Please copy out word for word the part of the records that opens with the line containing "Dear assistant, the user would like the shoulder" and closes with the line containing "[339,23,400,90]", both included.

▶ _Records shown_

--- start ---

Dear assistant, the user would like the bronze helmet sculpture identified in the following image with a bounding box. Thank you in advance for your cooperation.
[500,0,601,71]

--- end ---
--- start ---

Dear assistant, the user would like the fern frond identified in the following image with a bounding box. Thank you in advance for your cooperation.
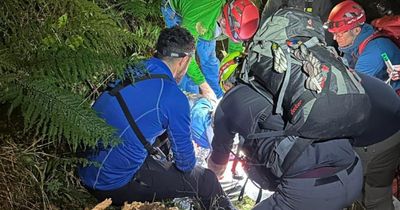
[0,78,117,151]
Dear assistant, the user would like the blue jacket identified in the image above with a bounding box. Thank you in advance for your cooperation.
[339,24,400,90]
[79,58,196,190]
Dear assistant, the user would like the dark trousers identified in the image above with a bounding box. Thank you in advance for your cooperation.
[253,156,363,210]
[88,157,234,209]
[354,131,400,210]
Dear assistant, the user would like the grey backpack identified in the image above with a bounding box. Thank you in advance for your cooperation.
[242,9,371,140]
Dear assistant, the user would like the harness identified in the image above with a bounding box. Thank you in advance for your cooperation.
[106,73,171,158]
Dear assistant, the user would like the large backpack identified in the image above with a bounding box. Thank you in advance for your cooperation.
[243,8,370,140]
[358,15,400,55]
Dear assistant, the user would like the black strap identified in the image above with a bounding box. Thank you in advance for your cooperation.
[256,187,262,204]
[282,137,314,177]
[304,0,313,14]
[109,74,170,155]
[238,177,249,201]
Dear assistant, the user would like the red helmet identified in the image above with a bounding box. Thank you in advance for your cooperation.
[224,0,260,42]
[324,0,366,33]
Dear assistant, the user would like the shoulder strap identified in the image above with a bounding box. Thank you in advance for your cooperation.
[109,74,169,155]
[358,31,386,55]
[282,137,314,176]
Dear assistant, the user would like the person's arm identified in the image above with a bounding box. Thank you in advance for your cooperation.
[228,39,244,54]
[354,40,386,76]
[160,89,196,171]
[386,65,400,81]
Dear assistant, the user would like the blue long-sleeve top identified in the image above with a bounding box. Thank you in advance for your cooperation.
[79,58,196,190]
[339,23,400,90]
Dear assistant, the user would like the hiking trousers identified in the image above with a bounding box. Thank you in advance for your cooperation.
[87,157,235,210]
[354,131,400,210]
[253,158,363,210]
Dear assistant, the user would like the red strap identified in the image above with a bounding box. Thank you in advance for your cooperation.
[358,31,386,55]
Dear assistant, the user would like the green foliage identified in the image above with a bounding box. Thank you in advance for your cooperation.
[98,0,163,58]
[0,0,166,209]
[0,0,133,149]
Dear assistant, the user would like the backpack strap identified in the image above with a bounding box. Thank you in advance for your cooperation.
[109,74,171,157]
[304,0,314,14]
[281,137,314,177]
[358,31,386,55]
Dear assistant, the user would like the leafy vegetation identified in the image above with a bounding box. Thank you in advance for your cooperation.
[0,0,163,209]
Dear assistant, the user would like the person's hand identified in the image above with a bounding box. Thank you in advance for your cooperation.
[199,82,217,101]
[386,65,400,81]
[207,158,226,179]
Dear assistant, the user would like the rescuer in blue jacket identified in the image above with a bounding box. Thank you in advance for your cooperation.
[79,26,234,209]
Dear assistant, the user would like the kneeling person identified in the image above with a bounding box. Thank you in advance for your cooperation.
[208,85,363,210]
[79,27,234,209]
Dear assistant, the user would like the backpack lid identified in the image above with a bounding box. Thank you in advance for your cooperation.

--- end ---
--- start ---

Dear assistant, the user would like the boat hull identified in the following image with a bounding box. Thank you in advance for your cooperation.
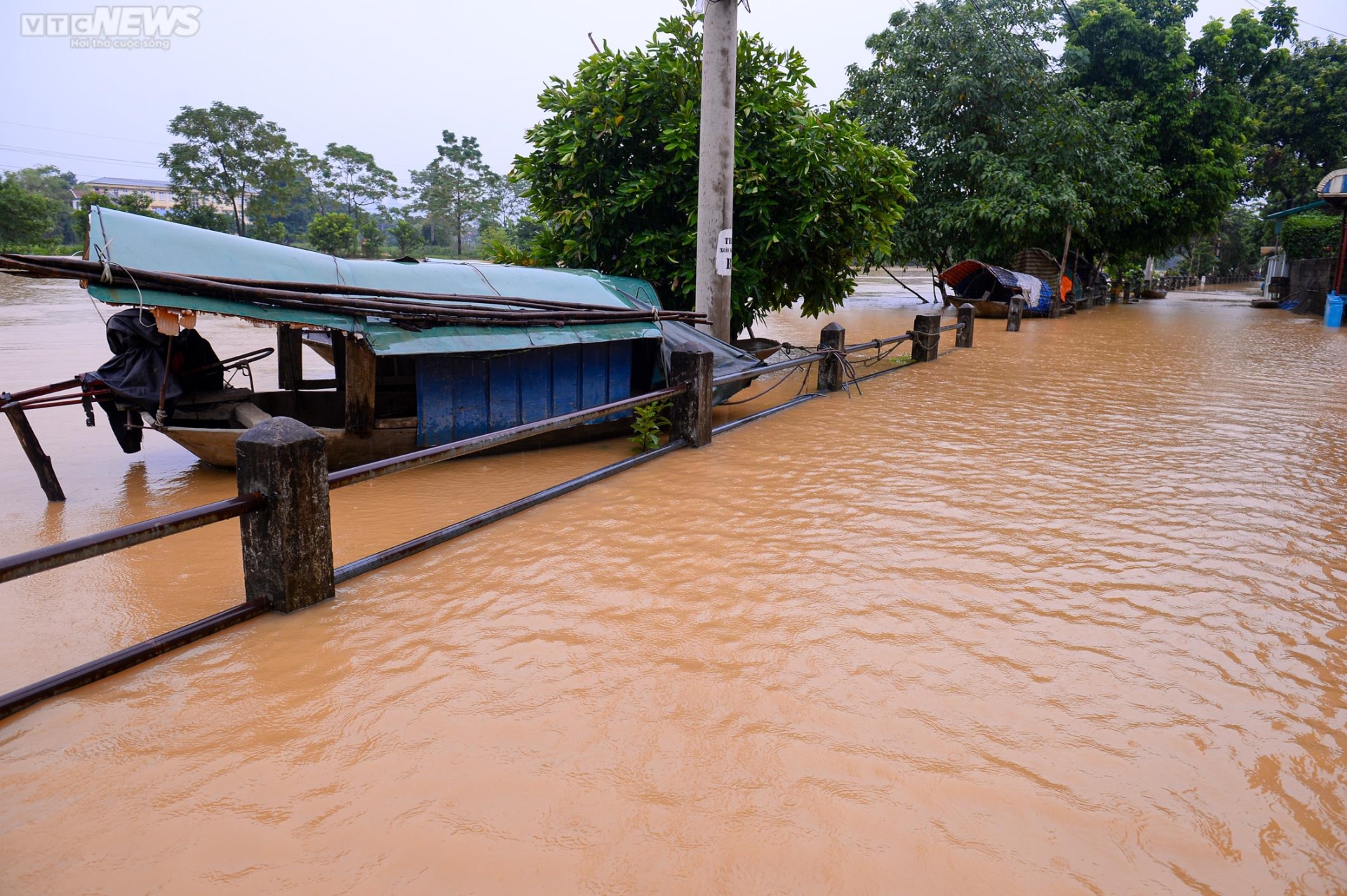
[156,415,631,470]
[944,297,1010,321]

--- end ---

▶ _Result_
Dear assistant, the user would like the shoulder strap identified in the image above with a bounding box. Thank you in advance for your cooperation.
[109,74,169,155]
[358,31,386,55]
[282,137,314,176]
Dear assistant, the user would like the person's arm identified in the image above with a bounding box. Thank you in advance for your cooperation.
[228,39,244,54]
[354,40,386,76]
[160,89,196,171]
[386,65,400,81]
Dear assistant, the user would like the blue long-sleeve top identified in the image above with a bounding box. Thank you in advance for your cooperation.
[79,58,196,190]
[339,23,400,90]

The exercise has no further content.